»»

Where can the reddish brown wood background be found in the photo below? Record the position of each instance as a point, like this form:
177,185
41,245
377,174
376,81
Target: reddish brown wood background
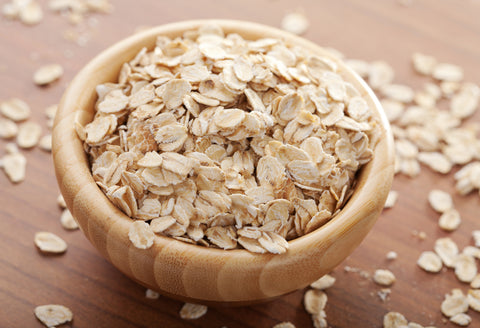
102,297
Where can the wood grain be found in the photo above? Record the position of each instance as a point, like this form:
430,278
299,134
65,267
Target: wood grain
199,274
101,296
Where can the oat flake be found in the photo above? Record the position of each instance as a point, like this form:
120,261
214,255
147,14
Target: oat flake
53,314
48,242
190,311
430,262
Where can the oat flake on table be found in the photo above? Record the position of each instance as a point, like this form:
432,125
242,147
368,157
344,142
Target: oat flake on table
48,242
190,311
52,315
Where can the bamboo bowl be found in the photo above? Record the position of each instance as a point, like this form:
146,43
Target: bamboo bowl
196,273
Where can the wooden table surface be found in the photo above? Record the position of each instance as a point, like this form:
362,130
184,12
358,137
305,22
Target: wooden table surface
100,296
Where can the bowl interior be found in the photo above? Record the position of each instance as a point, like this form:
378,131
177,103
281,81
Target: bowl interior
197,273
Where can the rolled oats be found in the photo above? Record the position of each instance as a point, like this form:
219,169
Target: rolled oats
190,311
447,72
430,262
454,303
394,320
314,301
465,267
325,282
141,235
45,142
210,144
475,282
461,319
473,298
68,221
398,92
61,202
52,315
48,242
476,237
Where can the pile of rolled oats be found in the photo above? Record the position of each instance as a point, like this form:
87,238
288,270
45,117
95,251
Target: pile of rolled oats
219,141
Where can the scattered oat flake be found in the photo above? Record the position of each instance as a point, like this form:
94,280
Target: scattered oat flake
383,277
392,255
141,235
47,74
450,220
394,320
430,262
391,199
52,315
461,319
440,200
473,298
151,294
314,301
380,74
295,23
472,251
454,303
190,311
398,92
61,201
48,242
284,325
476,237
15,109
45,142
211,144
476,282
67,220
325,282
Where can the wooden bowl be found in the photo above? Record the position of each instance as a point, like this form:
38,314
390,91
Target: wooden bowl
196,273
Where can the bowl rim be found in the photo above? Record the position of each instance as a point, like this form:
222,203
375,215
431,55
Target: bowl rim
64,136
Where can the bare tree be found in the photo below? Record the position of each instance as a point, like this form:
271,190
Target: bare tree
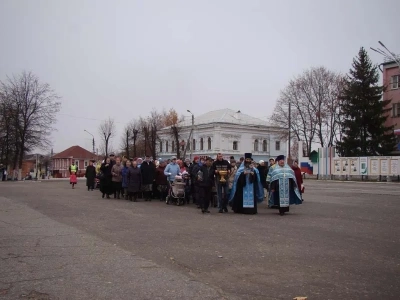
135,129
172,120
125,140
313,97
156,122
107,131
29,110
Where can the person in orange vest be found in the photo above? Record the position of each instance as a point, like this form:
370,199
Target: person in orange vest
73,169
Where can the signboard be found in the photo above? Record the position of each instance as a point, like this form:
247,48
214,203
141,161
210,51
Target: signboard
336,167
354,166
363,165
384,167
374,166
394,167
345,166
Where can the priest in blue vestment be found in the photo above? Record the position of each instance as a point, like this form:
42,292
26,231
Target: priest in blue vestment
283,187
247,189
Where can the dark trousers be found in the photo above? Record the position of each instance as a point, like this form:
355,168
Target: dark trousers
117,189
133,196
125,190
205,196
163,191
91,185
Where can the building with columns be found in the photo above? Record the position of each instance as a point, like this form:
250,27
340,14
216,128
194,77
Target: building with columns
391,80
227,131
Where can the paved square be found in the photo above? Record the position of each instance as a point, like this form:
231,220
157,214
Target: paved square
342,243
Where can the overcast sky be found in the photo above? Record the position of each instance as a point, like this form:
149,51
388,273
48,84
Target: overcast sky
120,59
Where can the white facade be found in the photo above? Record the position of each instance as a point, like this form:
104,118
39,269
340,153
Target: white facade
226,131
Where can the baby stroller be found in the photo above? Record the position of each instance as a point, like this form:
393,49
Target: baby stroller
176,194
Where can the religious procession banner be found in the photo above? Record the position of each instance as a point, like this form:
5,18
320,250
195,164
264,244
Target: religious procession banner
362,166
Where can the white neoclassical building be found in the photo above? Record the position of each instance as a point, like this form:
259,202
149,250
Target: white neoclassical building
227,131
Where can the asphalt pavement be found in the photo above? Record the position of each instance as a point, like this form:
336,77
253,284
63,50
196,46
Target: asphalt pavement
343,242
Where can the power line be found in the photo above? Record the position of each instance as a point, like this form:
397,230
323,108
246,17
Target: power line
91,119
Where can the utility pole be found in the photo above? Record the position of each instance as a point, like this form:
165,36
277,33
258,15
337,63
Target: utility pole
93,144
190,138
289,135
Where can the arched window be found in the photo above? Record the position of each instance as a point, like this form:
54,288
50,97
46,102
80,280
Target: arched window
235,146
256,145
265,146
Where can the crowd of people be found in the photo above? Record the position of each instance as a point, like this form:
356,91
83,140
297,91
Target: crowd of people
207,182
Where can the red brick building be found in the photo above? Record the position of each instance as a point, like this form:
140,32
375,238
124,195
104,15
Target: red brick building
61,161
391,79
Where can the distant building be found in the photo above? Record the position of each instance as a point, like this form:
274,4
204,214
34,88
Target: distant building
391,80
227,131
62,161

««
»»

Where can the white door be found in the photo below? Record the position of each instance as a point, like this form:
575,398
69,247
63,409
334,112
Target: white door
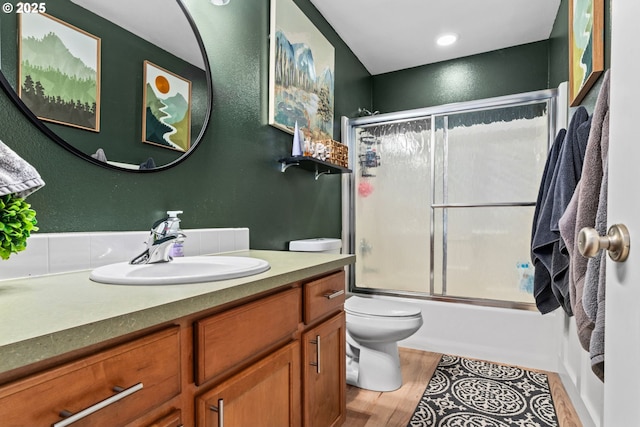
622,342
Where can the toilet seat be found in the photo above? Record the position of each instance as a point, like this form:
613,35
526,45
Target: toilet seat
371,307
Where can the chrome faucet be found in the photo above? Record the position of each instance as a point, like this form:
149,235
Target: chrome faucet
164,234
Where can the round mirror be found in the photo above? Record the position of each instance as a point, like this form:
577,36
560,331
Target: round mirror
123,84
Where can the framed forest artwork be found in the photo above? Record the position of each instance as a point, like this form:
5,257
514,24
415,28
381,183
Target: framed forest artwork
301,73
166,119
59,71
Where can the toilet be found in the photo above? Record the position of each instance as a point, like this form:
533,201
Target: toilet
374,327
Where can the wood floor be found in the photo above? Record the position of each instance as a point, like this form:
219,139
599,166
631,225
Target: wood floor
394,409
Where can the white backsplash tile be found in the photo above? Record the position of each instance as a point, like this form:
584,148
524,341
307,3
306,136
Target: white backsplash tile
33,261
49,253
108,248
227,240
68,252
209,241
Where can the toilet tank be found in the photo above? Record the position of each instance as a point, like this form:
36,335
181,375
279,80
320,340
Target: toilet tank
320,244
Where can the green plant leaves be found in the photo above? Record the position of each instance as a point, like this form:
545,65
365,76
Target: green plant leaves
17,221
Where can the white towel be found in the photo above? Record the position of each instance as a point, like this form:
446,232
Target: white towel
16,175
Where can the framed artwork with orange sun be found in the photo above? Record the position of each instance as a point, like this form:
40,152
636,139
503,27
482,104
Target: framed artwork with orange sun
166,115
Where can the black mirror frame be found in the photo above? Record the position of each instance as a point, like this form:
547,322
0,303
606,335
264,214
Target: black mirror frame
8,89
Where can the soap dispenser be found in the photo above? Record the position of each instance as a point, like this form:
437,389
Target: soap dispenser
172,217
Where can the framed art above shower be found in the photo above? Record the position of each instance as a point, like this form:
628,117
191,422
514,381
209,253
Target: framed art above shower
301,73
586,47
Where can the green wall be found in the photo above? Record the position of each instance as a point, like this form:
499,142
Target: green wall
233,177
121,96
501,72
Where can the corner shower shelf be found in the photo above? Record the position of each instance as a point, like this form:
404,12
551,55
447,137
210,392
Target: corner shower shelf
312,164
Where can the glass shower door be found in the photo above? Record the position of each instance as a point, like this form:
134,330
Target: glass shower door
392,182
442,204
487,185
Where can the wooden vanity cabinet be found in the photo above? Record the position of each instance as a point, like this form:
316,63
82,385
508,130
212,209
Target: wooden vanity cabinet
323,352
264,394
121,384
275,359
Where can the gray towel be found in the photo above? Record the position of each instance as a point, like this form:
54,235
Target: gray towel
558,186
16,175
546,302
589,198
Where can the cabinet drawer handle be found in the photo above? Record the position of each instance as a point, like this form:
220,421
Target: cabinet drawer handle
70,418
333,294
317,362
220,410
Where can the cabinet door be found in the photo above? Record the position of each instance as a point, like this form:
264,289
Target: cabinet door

««

→ About this exercise: A single number is required: the count of lines in the records that include the string "below".

→ Output: 3